Go through the records and copy each line where the word "below" occurs.

BEGIN

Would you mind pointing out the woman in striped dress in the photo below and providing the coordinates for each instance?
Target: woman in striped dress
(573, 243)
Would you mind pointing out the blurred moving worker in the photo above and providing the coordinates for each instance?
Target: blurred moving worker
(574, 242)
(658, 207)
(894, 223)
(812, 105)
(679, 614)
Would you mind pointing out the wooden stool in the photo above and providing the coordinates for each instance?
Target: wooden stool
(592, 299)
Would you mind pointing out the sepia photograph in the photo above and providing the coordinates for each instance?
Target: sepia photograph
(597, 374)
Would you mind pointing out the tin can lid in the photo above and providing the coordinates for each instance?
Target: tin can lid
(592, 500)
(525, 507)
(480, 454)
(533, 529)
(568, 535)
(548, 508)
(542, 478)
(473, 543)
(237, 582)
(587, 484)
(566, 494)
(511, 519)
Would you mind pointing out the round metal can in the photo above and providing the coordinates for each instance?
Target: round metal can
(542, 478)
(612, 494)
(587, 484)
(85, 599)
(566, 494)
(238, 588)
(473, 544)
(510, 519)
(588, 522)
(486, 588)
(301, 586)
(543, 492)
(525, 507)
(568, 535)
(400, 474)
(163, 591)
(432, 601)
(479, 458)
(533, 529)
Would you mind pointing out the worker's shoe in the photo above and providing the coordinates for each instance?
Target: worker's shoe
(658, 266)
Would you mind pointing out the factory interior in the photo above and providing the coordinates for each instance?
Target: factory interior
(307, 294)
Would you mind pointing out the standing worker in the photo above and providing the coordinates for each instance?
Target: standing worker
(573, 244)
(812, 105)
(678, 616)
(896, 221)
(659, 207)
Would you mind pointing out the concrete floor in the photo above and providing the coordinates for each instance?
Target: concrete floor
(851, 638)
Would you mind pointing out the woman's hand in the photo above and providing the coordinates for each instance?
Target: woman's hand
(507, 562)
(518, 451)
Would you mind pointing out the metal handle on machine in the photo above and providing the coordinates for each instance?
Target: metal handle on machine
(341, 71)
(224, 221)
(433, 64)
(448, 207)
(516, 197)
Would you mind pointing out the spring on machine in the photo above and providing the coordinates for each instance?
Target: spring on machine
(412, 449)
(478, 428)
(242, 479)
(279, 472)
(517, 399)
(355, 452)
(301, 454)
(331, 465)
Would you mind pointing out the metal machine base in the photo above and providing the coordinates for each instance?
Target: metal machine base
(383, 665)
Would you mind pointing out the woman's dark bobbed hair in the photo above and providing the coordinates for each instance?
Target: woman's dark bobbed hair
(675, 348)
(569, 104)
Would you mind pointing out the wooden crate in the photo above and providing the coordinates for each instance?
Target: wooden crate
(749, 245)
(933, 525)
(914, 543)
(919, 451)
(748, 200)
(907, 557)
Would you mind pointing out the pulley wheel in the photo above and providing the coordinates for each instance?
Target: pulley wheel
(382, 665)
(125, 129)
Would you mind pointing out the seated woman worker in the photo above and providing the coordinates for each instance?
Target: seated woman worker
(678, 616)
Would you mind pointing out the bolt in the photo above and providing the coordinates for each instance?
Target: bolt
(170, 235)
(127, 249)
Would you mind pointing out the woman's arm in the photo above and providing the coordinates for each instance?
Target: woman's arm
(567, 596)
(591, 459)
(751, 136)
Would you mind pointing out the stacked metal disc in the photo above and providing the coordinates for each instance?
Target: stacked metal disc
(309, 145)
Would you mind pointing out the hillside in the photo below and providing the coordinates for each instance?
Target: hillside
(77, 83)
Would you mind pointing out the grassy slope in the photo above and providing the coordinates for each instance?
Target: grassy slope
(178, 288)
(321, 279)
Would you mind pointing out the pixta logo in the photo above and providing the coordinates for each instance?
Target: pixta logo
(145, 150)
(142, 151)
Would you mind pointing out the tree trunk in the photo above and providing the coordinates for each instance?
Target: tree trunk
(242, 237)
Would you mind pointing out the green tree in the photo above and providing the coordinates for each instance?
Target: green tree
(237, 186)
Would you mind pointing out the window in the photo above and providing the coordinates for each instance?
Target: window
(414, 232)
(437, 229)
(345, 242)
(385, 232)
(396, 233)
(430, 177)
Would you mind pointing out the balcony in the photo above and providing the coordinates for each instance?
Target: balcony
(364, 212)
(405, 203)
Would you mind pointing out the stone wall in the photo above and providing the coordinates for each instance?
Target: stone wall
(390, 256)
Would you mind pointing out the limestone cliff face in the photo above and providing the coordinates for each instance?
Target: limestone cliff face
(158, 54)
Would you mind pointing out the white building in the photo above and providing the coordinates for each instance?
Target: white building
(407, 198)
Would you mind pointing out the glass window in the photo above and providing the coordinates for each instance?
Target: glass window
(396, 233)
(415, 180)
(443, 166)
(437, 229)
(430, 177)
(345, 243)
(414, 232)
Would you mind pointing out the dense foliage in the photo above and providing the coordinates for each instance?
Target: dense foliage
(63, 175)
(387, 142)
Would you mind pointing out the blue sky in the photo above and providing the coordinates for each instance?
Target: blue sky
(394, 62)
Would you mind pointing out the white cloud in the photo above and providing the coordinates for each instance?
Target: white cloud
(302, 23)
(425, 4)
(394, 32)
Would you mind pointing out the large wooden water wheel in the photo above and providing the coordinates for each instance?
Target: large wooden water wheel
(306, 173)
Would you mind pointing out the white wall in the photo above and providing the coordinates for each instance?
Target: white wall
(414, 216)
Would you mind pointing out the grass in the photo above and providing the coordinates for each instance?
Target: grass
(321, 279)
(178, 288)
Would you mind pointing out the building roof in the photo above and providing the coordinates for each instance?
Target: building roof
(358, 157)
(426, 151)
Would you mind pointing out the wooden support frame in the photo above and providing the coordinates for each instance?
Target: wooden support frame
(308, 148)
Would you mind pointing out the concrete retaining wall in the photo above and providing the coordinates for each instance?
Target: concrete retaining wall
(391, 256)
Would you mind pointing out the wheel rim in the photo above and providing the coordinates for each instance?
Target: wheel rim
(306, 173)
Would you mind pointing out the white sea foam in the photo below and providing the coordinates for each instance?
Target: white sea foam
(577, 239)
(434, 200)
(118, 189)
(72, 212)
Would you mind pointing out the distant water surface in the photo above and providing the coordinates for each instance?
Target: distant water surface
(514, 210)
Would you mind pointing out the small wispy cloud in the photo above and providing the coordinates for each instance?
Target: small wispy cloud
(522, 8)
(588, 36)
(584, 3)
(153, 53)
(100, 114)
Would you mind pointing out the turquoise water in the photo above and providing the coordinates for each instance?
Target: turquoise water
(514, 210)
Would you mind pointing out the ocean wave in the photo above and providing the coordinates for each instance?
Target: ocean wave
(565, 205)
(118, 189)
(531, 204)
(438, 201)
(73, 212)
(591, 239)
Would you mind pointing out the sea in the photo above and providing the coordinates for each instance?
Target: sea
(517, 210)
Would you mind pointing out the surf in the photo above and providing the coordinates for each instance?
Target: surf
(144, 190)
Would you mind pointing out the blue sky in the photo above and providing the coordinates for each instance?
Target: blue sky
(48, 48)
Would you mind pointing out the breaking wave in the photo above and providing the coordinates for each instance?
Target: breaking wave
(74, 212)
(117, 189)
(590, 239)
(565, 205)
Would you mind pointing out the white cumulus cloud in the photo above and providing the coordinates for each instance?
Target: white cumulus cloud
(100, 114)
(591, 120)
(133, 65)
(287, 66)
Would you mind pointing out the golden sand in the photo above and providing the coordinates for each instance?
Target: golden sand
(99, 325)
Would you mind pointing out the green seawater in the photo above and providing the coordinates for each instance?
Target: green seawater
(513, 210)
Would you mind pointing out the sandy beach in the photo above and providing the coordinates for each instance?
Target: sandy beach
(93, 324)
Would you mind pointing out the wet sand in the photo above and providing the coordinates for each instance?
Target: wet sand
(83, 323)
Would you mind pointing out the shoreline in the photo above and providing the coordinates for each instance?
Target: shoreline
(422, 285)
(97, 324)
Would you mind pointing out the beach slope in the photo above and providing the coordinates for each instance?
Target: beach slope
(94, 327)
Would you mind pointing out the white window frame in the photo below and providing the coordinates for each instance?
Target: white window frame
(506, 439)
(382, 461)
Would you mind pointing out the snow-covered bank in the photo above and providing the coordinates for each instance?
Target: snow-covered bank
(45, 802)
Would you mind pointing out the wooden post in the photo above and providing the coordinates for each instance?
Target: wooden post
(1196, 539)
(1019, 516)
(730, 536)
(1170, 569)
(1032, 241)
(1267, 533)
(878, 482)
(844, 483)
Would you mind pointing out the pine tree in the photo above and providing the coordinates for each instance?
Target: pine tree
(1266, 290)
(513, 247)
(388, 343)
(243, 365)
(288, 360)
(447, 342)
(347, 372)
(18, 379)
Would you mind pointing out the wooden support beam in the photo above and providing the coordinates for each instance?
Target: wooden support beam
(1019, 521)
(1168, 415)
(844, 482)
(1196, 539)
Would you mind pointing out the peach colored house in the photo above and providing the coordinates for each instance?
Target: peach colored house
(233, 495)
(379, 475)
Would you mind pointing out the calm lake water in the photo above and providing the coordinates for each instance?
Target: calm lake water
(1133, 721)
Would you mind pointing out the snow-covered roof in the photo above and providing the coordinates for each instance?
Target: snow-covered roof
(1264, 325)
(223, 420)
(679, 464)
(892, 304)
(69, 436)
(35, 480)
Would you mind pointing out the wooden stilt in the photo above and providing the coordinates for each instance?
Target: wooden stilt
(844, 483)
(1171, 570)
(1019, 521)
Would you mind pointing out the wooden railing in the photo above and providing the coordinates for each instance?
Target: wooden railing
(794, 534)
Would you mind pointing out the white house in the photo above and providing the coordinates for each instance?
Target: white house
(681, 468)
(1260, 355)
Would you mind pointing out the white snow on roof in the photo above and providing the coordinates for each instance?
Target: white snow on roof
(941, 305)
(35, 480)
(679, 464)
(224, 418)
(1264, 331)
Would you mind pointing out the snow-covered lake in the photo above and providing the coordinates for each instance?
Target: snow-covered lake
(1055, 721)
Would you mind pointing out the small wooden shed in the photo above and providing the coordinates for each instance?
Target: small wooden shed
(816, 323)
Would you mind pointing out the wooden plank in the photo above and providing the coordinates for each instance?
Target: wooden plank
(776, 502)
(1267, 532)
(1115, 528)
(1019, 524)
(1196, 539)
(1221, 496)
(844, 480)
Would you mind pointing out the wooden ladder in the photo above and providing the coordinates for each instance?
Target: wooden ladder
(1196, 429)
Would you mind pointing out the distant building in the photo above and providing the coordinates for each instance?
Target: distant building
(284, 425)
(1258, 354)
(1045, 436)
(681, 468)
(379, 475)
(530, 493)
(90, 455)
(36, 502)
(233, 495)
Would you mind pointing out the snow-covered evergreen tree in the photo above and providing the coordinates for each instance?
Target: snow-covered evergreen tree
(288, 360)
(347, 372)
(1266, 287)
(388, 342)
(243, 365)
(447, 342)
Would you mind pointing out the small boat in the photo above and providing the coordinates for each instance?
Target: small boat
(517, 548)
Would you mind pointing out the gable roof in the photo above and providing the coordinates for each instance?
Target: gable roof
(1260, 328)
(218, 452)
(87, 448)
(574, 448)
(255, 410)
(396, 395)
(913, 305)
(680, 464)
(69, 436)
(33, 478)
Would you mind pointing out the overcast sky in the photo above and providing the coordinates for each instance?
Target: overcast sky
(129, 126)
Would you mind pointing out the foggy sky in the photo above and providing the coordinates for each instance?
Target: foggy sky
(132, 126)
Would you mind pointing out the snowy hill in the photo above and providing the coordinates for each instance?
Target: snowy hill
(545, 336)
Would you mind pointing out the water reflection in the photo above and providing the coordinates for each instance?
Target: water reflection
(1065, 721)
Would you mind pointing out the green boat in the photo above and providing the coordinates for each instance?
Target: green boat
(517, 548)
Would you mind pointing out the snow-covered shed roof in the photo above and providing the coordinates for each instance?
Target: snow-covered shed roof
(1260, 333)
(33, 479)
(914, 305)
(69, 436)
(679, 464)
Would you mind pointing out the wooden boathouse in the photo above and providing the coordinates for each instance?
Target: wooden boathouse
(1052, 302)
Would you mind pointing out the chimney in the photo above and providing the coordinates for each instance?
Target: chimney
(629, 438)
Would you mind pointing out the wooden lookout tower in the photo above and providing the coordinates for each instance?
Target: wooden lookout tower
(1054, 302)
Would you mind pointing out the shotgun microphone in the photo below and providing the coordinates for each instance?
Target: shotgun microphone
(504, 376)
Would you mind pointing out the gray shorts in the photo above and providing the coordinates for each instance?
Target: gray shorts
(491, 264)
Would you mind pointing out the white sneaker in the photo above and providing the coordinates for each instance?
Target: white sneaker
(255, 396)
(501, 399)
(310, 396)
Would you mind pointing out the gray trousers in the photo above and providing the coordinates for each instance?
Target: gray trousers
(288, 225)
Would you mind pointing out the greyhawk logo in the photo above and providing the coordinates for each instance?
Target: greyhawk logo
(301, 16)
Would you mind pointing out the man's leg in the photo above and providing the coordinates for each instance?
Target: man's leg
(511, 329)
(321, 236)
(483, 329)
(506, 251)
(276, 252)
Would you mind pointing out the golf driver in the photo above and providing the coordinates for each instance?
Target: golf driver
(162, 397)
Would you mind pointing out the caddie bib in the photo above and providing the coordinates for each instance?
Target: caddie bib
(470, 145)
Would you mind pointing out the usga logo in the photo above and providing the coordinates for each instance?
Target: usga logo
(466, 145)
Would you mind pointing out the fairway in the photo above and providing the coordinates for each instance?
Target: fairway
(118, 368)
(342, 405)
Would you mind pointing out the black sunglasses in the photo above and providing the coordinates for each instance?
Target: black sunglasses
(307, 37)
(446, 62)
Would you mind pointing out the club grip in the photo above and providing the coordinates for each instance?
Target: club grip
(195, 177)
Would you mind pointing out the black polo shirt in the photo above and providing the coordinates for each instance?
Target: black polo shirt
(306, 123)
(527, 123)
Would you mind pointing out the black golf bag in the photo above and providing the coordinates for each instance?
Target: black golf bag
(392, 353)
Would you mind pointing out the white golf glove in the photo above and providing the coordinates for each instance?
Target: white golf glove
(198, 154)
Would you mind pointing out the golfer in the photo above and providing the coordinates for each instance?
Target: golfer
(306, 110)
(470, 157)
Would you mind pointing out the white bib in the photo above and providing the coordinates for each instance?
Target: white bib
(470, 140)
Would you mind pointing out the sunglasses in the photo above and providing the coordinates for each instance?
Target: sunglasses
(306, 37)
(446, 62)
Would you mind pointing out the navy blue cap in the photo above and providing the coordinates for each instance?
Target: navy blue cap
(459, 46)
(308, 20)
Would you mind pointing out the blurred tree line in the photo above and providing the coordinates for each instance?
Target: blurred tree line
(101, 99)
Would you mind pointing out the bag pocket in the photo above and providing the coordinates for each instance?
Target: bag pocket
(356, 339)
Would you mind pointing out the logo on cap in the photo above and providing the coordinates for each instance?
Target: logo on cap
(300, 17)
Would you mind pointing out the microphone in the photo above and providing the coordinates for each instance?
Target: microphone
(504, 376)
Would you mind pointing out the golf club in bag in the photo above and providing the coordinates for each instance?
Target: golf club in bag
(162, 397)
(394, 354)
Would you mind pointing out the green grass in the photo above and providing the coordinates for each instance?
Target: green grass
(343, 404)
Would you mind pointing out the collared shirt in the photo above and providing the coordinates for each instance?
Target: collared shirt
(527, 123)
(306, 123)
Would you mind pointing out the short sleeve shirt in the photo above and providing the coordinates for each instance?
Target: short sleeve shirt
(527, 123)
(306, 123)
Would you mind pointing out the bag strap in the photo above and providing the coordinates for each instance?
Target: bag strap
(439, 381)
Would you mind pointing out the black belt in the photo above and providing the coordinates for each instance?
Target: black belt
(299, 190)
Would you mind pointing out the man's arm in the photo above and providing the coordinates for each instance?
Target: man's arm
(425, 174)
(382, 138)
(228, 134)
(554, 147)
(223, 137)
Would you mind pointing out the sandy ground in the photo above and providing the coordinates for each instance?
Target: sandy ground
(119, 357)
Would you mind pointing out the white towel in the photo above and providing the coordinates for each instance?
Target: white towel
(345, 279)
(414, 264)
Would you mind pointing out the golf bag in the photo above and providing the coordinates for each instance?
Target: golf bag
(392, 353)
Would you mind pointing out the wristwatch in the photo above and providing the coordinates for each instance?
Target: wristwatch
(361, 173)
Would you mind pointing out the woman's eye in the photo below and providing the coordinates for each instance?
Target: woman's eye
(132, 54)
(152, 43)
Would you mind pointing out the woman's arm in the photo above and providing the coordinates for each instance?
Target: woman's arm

END

§ **Task result**
Would you mind pointing out the woman in striped dress in the photo below and providing the coordinates for each instance?
Would you mind pointing out the hillside in the photo below and providing the coordinates for each instance?
Would you mind pointing out the white sea foam in the photo below and providing the coordinates for each instance?
Would you mind pointing out the white window frame in the photo below and providing the coordinates for each instance?
Would you mind pointing out the shotgun microphone in the photo below and providing the coordinates for each instance?
Would you mind pointing out the woman's eye in the photo below and providing the coordinates for each instance?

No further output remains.